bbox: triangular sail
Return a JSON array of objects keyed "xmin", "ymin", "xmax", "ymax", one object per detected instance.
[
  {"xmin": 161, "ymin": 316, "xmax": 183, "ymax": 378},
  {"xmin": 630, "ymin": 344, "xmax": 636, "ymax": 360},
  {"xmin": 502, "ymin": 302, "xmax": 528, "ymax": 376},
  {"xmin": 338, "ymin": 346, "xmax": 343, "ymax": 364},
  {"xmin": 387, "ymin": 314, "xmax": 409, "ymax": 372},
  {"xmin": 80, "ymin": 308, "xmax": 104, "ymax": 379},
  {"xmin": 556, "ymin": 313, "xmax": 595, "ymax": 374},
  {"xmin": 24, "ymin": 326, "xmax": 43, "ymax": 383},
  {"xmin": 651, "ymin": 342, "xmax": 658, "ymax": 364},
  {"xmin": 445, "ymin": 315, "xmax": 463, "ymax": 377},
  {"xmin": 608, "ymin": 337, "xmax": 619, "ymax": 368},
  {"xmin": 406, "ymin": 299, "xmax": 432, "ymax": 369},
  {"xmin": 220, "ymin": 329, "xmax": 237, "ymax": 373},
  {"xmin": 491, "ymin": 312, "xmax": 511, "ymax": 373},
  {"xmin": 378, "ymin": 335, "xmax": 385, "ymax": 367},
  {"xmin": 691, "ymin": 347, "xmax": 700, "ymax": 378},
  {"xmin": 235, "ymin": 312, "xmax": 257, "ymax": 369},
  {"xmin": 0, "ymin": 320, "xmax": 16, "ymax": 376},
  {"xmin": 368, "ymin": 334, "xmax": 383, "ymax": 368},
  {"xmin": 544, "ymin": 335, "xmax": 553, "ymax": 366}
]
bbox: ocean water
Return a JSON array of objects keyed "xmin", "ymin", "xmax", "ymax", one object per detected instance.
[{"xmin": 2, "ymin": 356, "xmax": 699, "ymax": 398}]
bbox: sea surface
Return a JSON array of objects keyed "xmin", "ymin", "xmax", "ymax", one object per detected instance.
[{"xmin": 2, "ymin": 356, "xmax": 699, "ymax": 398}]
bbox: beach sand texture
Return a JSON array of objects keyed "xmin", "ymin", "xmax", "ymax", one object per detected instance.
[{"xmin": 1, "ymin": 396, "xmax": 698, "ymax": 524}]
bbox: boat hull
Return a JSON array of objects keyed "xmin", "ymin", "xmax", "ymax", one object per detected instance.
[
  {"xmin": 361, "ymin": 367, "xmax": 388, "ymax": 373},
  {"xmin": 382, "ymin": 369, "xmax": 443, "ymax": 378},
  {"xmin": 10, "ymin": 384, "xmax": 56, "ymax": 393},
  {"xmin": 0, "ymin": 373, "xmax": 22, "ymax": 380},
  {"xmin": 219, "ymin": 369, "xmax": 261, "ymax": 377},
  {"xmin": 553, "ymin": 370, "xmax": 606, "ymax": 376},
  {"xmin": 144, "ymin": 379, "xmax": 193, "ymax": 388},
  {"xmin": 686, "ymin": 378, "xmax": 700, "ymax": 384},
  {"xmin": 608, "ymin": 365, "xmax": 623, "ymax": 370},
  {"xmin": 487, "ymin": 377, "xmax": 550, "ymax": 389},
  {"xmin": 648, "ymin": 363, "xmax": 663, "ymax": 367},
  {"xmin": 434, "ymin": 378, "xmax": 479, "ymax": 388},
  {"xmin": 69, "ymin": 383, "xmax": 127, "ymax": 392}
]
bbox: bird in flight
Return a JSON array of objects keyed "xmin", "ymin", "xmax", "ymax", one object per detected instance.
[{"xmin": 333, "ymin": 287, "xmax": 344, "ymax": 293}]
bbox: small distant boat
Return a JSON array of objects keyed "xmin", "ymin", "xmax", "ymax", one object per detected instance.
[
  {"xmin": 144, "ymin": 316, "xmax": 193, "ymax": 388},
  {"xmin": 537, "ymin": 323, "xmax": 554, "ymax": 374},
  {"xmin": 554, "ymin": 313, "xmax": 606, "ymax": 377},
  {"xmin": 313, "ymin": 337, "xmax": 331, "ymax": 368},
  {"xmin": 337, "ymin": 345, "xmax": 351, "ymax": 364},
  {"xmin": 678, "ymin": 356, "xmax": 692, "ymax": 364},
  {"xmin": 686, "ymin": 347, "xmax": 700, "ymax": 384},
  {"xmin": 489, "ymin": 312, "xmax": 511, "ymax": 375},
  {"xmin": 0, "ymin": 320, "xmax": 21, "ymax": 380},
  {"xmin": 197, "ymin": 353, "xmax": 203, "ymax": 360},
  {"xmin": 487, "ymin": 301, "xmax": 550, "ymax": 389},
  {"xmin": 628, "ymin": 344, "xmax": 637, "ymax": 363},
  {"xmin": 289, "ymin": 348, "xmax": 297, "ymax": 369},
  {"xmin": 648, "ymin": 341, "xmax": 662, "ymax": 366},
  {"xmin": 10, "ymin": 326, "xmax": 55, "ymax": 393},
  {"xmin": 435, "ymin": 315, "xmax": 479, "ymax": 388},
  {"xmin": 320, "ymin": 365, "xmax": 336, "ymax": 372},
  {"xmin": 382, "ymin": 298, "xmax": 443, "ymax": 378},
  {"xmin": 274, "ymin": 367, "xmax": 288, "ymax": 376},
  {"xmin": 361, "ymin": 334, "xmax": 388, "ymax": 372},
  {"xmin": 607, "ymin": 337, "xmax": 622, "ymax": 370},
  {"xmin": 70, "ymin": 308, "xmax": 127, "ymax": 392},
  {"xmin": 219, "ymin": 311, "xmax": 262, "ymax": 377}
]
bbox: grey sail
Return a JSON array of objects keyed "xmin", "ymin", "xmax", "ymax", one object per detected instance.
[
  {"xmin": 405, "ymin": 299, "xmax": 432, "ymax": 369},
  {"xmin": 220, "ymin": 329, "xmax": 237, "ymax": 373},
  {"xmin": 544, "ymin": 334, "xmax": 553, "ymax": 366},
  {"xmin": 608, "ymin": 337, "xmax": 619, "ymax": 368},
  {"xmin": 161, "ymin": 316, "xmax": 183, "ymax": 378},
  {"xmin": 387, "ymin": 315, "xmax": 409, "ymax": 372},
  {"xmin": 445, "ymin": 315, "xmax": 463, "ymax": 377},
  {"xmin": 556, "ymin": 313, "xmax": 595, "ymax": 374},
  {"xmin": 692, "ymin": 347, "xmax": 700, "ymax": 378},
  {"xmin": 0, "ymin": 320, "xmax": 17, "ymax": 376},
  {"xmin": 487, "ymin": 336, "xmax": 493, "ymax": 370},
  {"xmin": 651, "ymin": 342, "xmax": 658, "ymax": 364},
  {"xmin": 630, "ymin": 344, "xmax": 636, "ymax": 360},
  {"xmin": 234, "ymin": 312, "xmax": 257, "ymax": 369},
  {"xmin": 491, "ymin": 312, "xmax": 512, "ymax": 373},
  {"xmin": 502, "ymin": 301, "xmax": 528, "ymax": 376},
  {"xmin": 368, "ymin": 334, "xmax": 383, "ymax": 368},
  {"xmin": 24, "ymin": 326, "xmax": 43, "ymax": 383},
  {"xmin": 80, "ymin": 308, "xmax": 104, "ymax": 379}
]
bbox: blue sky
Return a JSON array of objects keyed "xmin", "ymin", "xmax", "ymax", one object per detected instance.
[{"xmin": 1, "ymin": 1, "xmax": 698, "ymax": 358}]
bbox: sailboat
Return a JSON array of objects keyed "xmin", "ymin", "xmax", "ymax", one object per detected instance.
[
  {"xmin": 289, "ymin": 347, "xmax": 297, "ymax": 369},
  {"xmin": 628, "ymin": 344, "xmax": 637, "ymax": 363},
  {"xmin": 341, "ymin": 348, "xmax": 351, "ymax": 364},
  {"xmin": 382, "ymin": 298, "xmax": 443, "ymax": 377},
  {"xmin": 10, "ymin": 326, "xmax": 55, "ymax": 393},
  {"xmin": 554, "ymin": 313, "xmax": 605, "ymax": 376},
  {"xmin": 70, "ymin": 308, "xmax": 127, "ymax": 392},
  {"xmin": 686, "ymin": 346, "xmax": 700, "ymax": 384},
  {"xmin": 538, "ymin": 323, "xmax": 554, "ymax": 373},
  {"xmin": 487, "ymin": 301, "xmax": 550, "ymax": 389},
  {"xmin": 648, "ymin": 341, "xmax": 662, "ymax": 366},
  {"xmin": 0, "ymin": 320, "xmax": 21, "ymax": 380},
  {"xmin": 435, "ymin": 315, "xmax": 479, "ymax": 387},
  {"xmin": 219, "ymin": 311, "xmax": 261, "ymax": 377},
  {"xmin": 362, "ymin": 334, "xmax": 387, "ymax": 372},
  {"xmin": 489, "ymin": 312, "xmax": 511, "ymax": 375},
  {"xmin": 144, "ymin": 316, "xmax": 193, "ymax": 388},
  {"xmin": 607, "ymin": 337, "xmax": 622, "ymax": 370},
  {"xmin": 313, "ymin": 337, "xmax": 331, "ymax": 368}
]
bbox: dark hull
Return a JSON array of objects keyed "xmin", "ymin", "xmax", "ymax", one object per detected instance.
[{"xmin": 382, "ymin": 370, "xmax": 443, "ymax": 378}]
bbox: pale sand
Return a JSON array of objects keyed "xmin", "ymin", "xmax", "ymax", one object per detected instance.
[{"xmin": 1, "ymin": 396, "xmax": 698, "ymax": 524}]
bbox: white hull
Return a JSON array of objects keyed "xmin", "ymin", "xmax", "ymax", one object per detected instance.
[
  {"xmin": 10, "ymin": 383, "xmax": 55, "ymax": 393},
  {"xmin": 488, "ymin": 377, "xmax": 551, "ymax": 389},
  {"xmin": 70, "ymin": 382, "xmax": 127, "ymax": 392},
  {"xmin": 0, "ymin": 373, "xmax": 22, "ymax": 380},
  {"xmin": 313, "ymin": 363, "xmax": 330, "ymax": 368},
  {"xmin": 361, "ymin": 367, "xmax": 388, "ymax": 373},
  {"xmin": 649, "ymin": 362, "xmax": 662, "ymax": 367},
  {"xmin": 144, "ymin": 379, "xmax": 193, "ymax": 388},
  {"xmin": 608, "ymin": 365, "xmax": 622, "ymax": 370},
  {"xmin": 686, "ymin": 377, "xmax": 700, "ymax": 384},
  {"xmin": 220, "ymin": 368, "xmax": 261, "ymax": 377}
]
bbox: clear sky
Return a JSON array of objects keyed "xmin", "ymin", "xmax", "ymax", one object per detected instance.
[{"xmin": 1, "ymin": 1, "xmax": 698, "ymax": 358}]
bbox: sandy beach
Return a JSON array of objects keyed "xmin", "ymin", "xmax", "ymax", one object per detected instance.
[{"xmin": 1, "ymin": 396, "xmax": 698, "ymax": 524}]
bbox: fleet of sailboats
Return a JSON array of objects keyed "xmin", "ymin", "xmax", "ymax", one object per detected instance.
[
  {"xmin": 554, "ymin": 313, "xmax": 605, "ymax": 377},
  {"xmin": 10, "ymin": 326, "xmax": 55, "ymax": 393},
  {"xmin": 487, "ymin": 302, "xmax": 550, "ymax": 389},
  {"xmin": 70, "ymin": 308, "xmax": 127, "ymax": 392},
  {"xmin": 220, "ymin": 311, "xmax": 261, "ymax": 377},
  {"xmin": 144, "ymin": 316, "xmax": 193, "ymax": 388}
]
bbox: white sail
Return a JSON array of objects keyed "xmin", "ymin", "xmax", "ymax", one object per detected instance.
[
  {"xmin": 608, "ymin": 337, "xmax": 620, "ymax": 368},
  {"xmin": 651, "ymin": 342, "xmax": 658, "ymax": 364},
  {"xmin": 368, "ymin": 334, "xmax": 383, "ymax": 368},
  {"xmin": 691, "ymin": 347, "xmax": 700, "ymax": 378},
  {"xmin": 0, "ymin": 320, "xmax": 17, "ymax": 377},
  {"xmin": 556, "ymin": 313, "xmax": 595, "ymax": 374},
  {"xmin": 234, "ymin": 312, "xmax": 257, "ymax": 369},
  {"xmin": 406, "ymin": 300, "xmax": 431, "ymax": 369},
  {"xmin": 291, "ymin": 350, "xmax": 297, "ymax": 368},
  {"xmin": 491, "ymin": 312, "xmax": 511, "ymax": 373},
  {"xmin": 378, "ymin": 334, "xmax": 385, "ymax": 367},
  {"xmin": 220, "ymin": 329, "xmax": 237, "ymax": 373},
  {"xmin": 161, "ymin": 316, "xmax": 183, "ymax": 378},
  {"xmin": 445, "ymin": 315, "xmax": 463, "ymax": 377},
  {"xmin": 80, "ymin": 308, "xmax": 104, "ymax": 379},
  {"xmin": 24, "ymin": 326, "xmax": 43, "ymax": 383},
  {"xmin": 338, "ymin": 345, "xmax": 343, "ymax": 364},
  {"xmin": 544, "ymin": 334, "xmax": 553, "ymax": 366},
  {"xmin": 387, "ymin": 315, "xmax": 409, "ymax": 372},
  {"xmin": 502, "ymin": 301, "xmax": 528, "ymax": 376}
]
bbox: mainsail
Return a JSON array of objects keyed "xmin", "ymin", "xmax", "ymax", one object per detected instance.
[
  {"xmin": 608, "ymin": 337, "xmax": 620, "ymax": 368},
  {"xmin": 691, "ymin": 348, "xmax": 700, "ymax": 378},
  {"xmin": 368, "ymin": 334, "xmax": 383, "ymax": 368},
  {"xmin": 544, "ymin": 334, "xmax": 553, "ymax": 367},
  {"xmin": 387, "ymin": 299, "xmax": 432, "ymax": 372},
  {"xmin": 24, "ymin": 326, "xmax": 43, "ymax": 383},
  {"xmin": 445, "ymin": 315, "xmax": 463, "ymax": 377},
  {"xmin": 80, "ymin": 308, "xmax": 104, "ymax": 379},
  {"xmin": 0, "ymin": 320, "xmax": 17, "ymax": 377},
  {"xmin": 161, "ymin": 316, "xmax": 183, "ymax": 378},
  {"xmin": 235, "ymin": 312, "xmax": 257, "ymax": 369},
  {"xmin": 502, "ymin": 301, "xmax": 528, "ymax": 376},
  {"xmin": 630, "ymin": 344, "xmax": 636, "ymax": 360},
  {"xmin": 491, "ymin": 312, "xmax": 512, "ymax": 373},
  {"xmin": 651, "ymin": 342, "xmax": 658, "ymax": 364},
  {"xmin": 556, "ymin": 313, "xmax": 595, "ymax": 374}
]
------------------------------
What you have to do
Working from the material above, restate word for word the lines between the line with "bbox: bird in flight" and the line with "bbox: small distant boat", both included, and only those.

Task answer
bbox: bird in flight
Return a JSON array of objects keyed "xmin", "ymin", "xmax", "ymax", one object per detected instance.
[{"xmin": 333, "ymin": 287, "xmax": 344, "ymax": 293}]
bbox: small distant boat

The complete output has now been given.